#### Text block:

------------------------------------------------

Fishers to consider restrictions amid spike in COVID-19 infections

The city of Fishers is urging residents to stay home and is considering new restrictions—including canceling extracurricular school activities and limiting many indoor gatherings to 10 people—to try to stem a steep rise in the count of COVID-19 cases.

And in a video released early Wednesday, Mayor Scott Fadness said it is vigilant social distancing and wearing masks, even around family and friends, that could prove to be the most important in slowing the spread of the virus. In fact, he said families must begin to rethink their holiday plans to stay safe.

“We need to be as careful in private as we are in public,” Fadness says in the video, posted on his Twitter account. That means having “hard conversations about our holiday plans this year.”

“It won’t be easy. I know that,” he said. “We’re all feeling the fatigue of these long months.

Fishers Public Health Director Monica Heltz said Tuesday night she will ask the Fishers Board of Health to approve a list of new restrictions at a Friday afternoon meeting. Those restrictions do not include a stay-at-home order. Instead, the city is recommending that residents stay home, except for outings related to work, grocery shopping and other important activities.

The health department has been using factors such as the positivity rate, number of cases and hospitalizations to determine the city’s coronavirus risk level. Fishers’ risk rating is listed as “severe,” or “red,”—its most severe rating.

According to the city’s pandemic data dashboard, there have been 477 new positive cases and one new death from COVID-19 reported in Fishers over the last two weeks. The city’s rolling seven-day testing-positivity rate, based on the Hamilton County rate published by the state, was 16.6% for testing of unique individuals and 10.3% for all tests.

But Fadness said taking action can improve the numbers.

“Our data shows that mitigation efforts work when we do them,” he said in the video.

------------------------------------------------

#### Activity 1:
According to the Fishers COVID-19 article, how many new positive cases were reported in Fishers over the last two weeks?
#### Activity 2:
Carry on the Fishers COVID-19 article after its final sentence.

------------------------------------------------

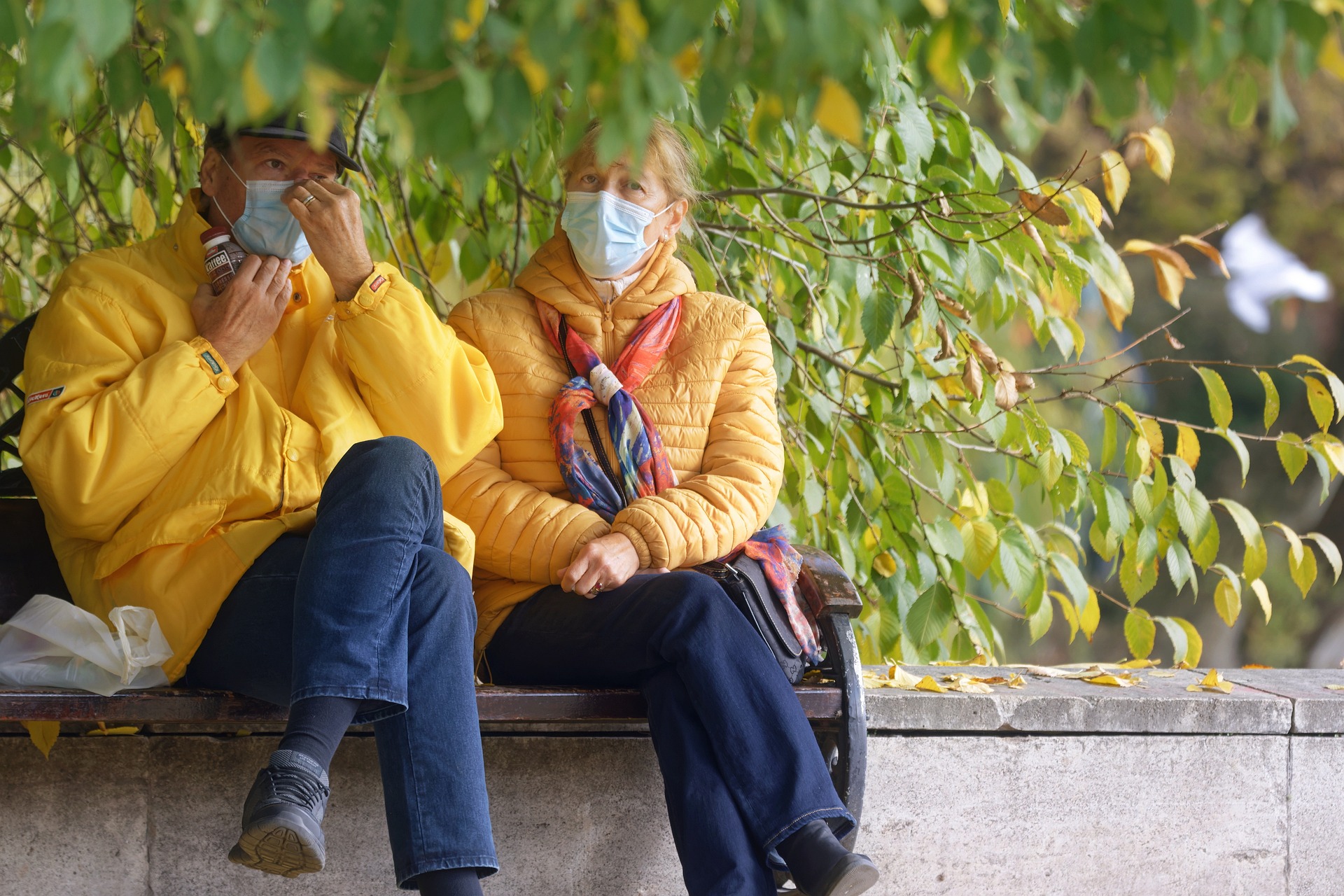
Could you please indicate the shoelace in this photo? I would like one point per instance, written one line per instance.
(298, 788)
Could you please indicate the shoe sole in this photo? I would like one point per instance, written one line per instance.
(858, 879)
(280, 846)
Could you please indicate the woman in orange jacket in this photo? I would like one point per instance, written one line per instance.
(678, 463)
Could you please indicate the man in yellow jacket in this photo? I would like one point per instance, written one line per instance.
(264, 469)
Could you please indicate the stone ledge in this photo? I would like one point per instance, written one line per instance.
(1316, 711)
(1269, 701)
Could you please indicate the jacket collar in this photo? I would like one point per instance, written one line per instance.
(554, 277)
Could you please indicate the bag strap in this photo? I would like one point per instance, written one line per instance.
(589, 422)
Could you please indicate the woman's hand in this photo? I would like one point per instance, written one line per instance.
(601, 564)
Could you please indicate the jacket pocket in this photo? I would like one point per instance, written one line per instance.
(150, 530)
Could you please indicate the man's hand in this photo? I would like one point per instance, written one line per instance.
(601, 564)
(241, 318)
(330, 216)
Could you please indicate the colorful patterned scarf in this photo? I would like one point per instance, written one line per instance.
(643, 468)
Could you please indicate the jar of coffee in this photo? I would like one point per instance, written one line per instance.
(223, 257)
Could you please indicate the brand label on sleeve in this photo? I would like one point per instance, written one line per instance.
(45, 394)
(214, 365)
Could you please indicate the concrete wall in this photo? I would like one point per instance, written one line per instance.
(968, 802)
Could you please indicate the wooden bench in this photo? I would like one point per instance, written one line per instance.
(834, 703)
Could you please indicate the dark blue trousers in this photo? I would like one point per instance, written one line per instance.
(741, 766)
(370, 606)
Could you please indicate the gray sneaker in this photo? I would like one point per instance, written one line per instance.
(283, 832)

------------------------------------------------

#### Answer box 1:
477

#### Answer box 2:
The Fishers Health Department said social gatherings have been identified by contact tracers as the primary source of the spread. It said infections are widespread throughout the community without any concentrated areas, and people of all ages appear to be equally affected. The department continued to say there is a strong indication that schools remain a safe place for students in terms of the likelihood of transmission.

The health department’s recommendations include a public health order that would:

  • cancel school-sponsored extracurricular activities;
  • prohibit bar seating at restaurants and taverns;
  • limit table seating at restaurants to eight people;
  • mandate that masks be worn at restaurants until food arrives except for temporary removal for drinking beverages (current mask guidelines don’t call for mask-wearing at tables);
  • limit sporting events to one spectator per participant;
  • limit groups to eight people or less at confined entertainment facilities, to 10 people at indoor social gathering in banquet halls or conference centers, and to 25 people maximum at outdoor gatherings.

Heltz said the health board should recommend the general population:

  • avoid gatherings in homes, workplaces and churches;
  • stay at home except for essential services;
  • use curbside delivery, carryout or home delivery;
  • work from home and increase sanitation protocols.

She also plans on recommending gyms and retail establishments have special hours for high-risk individuals.

For schools, she’s recommending new requirements in the significant (orange) and severe (red) risk categories. Heltz recommends all school-sponsored extracurricular activities to be canceled any time the city’s risk level is “severe.” She’s also recommending an entire class be quarantined if even one case is found among its students.

Friday’s 4 p.m. Fishers Health Department meeting will be live-streamed at https://tinyurl.com/FishersCityHall. The recorded meeting will be available 24 to 48 hours following the meeting on the city’s YouTube channel.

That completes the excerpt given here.